== GIVEN DATA ==

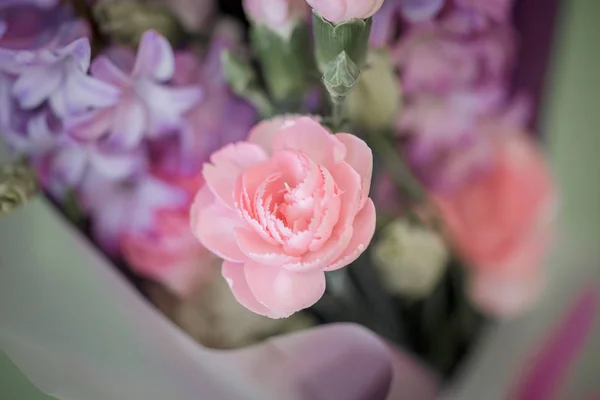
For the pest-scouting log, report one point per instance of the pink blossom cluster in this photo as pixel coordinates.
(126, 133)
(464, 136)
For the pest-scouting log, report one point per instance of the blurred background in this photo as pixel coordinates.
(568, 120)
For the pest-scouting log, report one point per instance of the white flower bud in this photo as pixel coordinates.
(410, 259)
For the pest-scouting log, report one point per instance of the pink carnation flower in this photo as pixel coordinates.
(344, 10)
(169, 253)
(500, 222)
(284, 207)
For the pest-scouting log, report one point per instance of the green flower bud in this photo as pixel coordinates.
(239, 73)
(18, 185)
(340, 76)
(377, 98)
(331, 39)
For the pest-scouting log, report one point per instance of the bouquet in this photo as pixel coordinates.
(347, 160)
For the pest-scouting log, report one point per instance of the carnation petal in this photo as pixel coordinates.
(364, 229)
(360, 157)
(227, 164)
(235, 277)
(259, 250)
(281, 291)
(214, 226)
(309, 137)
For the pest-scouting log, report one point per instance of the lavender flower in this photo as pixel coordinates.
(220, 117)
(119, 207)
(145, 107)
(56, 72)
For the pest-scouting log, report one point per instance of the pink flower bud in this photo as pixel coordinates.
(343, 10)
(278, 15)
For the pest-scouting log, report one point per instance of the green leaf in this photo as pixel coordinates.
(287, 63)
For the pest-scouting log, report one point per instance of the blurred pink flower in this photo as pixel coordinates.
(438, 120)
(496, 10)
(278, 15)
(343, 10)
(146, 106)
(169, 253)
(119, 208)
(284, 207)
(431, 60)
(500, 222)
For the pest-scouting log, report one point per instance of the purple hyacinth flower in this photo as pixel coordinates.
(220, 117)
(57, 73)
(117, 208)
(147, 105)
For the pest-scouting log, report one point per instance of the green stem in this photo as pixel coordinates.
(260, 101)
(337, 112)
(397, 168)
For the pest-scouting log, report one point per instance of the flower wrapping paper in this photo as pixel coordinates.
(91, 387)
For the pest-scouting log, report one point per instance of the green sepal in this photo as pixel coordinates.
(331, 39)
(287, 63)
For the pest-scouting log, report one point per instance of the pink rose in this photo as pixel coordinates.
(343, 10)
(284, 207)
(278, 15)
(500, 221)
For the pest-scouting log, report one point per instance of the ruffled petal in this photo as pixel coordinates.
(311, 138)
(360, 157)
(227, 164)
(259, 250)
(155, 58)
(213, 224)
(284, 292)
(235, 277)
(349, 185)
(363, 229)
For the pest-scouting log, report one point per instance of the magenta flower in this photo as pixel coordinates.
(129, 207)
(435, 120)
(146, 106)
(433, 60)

* * *

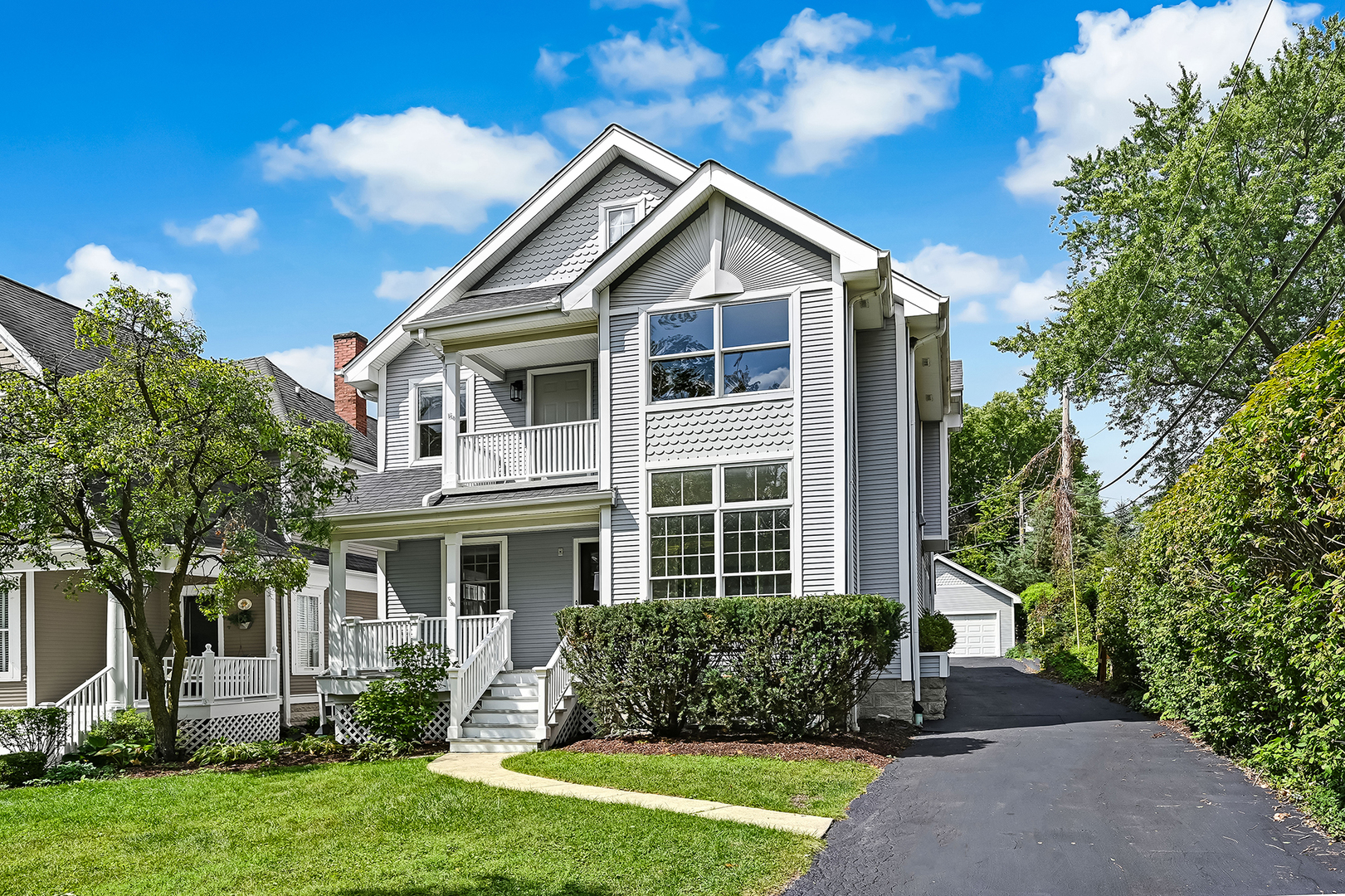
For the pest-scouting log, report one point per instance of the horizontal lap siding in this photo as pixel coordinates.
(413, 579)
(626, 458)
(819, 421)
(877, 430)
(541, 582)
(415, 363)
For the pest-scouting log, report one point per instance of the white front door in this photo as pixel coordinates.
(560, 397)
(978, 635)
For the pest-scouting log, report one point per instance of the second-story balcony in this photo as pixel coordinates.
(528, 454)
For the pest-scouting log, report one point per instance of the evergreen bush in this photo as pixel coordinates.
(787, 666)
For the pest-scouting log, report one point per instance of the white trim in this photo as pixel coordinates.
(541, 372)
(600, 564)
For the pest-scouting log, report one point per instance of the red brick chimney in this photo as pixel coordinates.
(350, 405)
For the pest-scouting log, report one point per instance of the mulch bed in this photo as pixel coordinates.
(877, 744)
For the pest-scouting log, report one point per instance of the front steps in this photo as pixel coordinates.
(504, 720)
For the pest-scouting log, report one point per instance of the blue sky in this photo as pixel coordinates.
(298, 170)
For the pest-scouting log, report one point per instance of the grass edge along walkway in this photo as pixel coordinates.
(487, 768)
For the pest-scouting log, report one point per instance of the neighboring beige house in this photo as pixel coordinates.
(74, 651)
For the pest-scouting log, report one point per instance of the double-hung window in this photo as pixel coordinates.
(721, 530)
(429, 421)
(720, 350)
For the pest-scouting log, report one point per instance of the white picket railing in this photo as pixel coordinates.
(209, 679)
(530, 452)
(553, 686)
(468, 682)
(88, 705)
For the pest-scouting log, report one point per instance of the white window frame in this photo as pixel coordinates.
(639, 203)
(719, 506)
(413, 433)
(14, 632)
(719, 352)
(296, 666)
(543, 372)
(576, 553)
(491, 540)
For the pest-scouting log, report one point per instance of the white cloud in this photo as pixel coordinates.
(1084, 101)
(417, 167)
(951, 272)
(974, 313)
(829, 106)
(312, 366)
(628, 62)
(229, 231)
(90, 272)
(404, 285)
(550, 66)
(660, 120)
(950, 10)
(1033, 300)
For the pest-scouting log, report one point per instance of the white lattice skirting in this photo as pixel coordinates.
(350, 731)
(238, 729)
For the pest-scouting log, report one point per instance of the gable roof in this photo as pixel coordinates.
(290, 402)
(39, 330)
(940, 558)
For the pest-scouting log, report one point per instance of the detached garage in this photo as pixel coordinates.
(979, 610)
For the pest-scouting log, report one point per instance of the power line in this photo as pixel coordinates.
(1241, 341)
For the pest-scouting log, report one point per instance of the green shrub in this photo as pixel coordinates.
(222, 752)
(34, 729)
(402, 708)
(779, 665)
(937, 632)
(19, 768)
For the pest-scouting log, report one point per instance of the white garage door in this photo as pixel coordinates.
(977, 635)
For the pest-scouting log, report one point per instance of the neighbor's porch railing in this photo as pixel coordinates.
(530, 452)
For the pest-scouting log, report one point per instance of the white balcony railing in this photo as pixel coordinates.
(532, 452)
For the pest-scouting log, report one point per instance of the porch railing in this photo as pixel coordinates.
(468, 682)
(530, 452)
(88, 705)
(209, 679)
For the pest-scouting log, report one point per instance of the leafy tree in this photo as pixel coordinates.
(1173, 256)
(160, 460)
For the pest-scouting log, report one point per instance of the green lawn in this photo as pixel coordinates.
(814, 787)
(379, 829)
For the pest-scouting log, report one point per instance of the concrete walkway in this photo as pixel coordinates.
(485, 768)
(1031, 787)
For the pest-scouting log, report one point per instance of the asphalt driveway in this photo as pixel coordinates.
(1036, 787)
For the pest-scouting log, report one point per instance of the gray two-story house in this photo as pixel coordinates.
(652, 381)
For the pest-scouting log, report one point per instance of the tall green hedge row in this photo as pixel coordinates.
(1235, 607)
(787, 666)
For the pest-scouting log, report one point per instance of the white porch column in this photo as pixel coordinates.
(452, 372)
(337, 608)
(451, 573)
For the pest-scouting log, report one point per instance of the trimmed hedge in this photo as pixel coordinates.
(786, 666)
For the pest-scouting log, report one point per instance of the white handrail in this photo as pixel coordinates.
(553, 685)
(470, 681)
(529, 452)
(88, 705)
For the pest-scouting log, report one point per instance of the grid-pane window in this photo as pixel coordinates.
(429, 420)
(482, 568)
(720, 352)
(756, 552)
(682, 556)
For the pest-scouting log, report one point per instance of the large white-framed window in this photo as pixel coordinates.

* * *

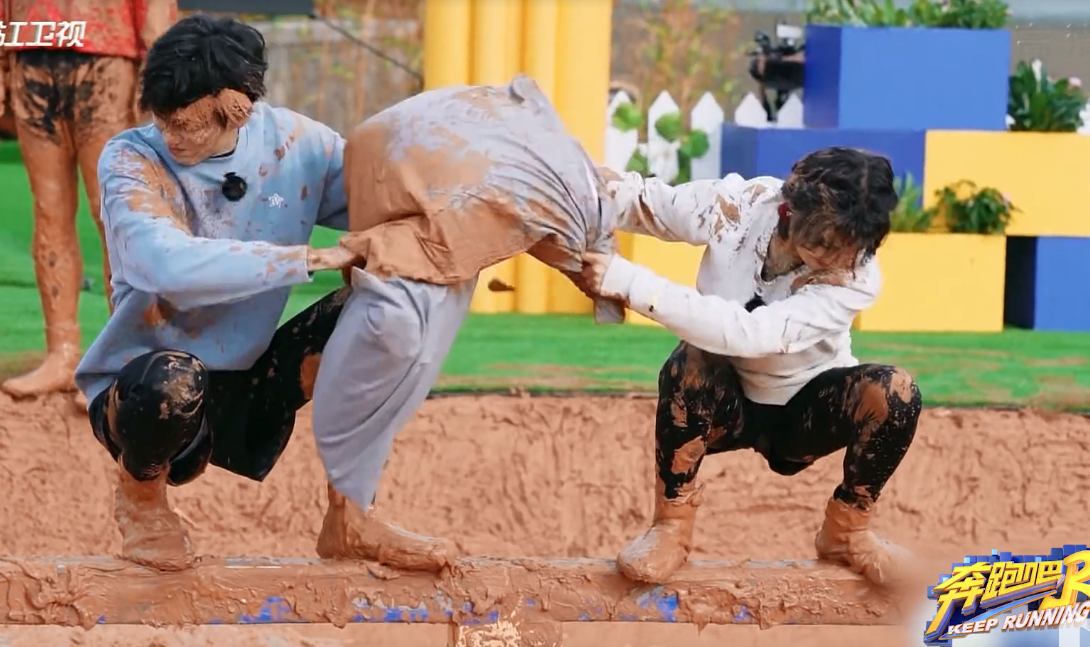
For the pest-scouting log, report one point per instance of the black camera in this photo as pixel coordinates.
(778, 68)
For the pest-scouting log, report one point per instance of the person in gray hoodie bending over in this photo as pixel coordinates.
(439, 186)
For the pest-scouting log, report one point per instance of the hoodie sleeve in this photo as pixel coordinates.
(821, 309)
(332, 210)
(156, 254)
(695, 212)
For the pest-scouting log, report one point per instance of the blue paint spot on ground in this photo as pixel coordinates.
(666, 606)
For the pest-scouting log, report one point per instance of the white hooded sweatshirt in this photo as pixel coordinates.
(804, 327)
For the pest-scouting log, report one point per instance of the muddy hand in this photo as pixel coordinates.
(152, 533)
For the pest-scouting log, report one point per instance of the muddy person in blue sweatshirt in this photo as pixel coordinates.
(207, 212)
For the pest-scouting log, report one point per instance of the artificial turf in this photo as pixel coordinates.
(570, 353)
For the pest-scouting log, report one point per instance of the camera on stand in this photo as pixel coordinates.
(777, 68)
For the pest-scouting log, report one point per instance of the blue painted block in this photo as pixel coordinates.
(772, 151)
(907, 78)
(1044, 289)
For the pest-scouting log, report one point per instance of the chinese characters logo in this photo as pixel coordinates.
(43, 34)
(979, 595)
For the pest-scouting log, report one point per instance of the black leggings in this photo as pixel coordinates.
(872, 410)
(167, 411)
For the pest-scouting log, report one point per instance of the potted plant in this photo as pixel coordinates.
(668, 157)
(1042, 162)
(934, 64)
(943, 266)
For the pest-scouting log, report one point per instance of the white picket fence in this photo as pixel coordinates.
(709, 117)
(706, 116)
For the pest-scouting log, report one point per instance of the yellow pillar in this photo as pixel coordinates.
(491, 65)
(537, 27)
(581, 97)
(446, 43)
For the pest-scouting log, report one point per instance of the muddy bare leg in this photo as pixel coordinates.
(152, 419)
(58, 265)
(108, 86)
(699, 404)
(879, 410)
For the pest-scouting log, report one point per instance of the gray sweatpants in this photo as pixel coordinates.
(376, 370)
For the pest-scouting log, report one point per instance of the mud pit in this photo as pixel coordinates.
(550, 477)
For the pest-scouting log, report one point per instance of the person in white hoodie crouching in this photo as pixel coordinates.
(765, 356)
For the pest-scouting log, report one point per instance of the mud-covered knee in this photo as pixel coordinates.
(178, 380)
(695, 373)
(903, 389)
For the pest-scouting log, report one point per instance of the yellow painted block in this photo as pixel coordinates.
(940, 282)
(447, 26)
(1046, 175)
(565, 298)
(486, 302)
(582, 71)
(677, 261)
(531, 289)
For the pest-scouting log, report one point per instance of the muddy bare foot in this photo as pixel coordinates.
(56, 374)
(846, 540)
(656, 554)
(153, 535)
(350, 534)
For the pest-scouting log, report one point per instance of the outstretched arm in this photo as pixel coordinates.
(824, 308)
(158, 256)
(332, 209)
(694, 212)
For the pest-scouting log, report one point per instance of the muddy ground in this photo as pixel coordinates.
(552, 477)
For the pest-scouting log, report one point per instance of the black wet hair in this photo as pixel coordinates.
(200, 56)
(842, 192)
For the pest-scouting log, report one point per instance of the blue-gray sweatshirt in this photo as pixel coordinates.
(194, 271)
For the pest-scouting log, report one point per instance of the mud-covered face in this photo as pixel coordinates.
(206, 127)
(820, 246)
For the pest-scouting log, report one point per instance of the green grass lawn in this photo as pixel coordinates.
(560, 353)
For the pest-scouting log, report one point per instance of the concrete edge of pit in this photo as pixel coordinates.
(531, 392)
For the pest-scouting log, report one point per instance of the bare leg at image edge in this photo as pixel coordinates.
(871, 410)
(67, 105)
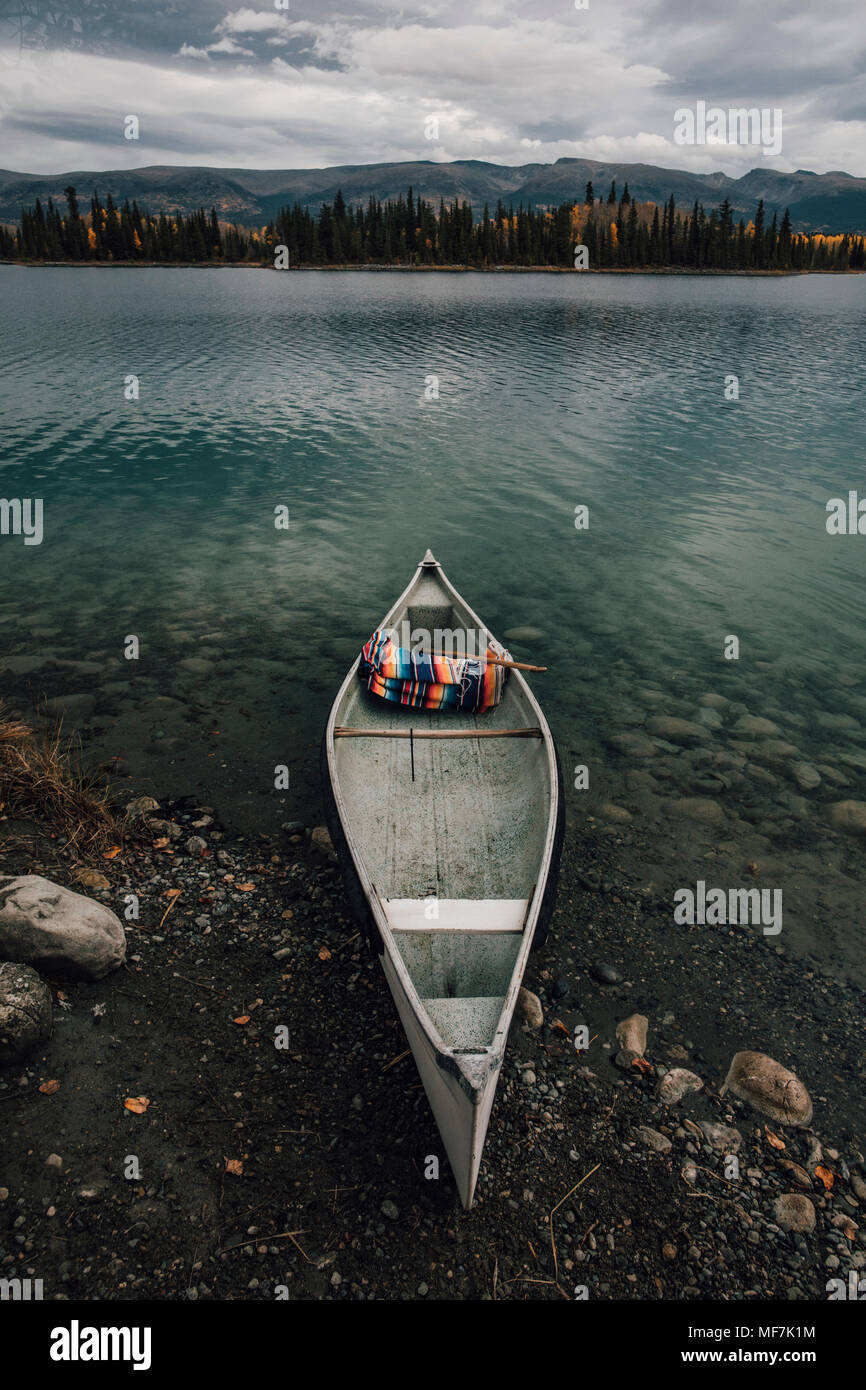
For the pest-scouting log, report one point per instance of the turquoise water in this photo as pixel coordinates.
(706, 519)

== YOUR INSTRUCTIONS ==
Copy out the stretch of the listing from the line containing "balcony railing in this photo as pixel coordinates." through the line containing "(1036, 787)", keeping every request line as is. Shift each answer point by adding 120 to both numbers of its coordinate pair.

== EXPECTED OUTPUT ==
For the pest-scouting log, report one point per instance of the white balcony railing in this photo as pixel coordinates.
(652, 572)
For the pest-scouting log, report one point per instance of the porch railing in this photo as pixel coordinates.
(588, 802)
(650, 572)
(208, 825)
(329, 799)
For the pest-scouting log, report one point per instance of the leafy tree in this photo as pixel coordinates.
(1293, 376)
(280, 580)
For the pest-scouting log, report one point per instance of the green lawn in this photo as pixel coordinates.
(934, 907)
(499, 949)
For the pest-scouting log, report one point per instance of the concrete walkway in this photo as pixel coordinates.
(605, 888)
(1151, 907)
For the pest-scouting log, report one point per instance of the asphalt driveway in this photo as pixel coordinates.
(1156, 907)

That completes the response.